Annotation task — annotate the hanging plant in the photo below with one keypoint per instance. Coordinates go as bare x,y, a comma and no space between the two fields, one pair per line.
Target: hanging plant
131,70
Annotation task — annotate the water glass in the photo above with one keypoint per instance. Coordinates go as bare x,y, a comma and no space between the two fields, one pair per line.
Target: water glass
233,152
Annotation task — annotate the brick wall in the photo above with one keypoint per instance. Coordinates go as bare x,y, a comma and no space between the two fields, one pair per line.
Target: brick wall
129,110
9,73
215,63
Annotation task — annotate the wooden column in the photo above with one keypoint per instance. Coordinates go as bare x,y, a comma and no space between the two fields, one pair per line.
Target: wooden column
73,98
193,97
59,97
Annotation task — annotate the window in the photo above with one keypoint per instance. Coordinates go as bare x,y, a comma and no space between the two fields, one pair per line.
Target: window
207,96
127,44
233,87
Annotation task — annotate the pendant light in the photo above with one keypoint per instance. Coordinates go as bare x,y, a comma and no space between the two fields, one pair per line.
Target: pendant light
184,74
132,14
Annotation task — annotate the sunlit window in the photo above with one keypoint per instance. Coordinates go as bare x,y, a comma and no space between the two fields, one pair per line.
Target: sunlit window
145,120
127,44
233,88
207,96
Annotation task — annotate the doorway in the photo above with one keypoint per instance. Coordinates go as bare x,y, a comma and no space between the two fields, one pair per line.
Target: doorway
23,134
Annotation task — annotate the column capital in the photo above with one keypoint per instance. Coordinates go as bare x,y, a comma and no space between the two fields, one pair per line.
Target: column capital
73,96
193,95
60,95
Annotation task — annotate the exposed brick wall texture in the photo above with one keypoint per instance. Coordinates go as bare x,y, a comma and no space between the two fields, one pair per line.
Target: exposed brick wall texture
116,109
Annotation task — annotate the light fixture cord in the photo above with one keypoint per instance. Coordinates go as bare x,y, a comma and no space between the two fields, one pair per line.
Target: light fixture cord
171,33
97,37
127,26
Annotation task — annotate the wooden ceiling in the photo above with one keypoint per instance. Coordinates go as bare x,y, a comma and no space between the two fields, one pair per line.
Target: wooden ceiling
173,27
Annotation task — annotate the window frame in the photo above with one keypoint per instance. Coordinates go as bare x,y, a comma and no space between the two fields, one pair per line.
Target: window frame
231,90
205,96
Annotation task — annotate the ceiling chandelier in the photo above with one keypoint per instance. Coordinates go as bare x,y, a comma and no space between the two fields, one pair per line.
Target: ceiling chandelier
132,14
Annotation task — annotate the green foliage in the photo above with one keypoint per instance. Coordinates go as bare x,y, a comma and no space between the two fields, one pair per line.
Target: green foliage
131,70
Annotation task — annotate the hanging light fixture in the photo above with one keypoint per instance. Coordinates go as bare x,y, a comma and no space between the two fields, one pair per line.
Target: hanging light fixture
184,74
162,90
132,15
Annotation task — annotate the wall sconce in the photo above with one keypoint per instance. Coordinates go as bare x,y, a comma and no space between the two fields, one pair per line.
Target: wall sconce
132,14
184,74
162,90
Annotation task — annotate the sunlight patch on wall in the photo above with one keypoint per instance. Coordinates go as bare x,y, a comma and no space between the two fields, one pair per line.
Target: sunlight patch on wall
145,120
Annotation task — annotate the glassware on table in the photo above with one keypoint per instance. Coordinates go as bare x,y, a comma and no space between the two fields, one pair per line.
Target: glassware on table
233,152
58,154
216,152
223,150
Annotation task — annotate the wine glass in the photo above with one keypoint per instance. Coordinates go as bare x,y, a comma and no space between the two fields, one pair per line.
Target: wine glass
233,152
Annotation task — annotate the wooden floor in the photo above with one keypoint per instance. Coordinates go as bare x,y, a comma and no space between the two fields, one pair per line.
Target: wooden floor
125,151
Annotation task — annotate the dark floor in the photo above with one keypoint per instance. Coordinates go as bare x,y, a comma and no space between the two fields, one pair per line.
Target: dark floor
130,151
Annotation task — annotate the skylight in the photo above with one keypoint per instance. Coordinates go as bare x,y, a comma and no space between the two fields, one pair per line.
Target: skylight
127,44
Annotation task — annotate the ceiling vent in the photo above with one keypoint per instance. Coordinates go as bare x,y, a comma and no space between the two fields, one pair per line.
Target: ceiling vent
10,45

========

◆ **Task requirements**
Write the complete data out, exactly as above.

◆ **Finished task**
Annotation task — annotate the hanging plant in the photo below with one keypoint per instance. Coordinates go as bare x,y, a comma and no space between the two fields, one pair per line.
Target: hanging plant
131,70
Annotation task — annotate the water glass in the photo above with one keypoint per instance. Coordinates go as bare x,y, a comma and no space between the two fields, one pair per line.
Target: water glass
233,152
Annotation task — annotate the brick wall in the photo above with one keypoint per instance. Coordinates go as bare x,y, a comma and no space between the two fields, one pair per line.
Target: brick wall
129,110
9,73
215,63
Annotation task — annotate the wooden column in the photo above with one keypoint per instance. Coordinates go as bare x,y, a comma and no space between the two fields, one pair per line.
Target: wooden column
73,98
193,97
59,97
Annotation task — annotate the window in the photo above with one keypoint per instance. Coordinates go as bare x,y, a comma and no space between the two fields, one pair per line.
Target: window
207,96
127,44
233,87
Annotation task — annotate the pendant light in the photo above with one keypoint per instance. Coordinates go as bare x,y, a comma and no space between the two fields, one pair per line.
Target: pendant light
184,74
132,14
Annotation task — annotate the sunlit window in the photo above with one keypoint per instance. Coordinates go as bare x,y, a comma and no space between the two fields, one pair per line.
Target: sunlit window
145,120
127,44
233,88
207,96
Annotation task — annotate the doorway in the photo above with one keypoint per instance. Coordinates go as bare x,y, a comma and no space between the two fields, one pair per line.
Target: doorway
23,134
Annotation task — annotate the column capital in the photo above with one keypoint per instance. Coordinates go as bare x,y, a comma and no space between the two fields, one pair per line.
Target: column capital
73,96
193,95
60,95
Annotation task — annotate the exposed brick wall texture in the photo above with one keypoint per instance. Coordinates go as bare x,y, a comma and no space between the two fields, one pair per line.
Target: exposed brick wall texture
116,109
Annotation task — annotate the light fixture cord in the photo above with one keypoint per instance. Coordinates go as bare x,y, a comma and no space between the two fields, one pair per line.
Target: light fixture cord
171,33
97,37
127,26
Annotation task — annotate the wooden ceiling in the photo above with one keypoint per instance. Coordinates go as bare x,y, a comma and no space between the two fields, one pair per line.
Target: wooden ceiling
173,27
Annotation task — annotate the window frame in the photo above with one keypoint per instance. Coordinates go as bare x,y, a comma and no space between the two fields, one pair per line.
Target: window frame
231,90
205,96
Annotation task — annotate the ceiling chandelier in the photo above with one keypoint per instance. Coordinates go as bare x,y, a comma and no space between the two fields, one pair per line.
Target: ceiling chandelier
132,14
Annotation task — annotate the green foliage in the photo above with one keypoint per instance. Coordinates go as bare x,y, a comma and no space between the two fields, one pair per line.
Target: green foliage
131,70
Annotation task — annotate the hanging light fixture in the photo above with one keypoint per instance. Coordinates go as bare x,y, a comma and no space between the two fields, one pair per line.
Target: hanging light fixture
184,74
162,90
132,15
Annotation task — annotate the wall sconce in the photo above with one keypoint per instance. Coordinates go as bare x,y, a comma and no space between the two fields, one pair per line.
Target: wall sconce
132,14
184,74
162,90
Annotation task — annotate the sunlight patch on wall in the photo above with one keypoint per instance. Coordinates go as bare x,y, a comma and no space between the two fields, one pair per line.
Target: sunlight patch on wall
145,120
Annotation task — annotate the glassware on table in the photo above with one keypoint per instance. Coordinates go as bare x,y, a comma and no space between the two fields, one pair per line.
Target: glassware on table
233,152
58,154
216,152
223,150
Annotation task — annotate the wine glass in the photo above with one keypoint per instance. Coordinates go as bare x,y, a comma and no space between the two fields, one pair per line.
Target: wine glass
233,152
Annotation task — annotate the wooden floor in the photo above with one keypoint per instance. Coordinates go as bare x,y, a comma and no space between the two fields, one pair per line.
Target: wooden floor
125,151
Annotation task — annotate the dark floor in the photo above with one keypoint per instance. Coordinates go as bare x,y, a comma and no space between the two fields, one pair per line.
Target: dark floor
130,151
Annotation task — annotate the skylight in the photo above with one keypoint per instance. Coordinates go as bare x,y, a comma and no space between the two fields, one pair per line.
Target: skylight
127,44
Annotation task — annotate the ceiling vent in the photo above with one keypoint per instance. Coordinates go as bare x,y, a comma and no space between the two fields, one pair per line.
Target: ceiling vent
10,45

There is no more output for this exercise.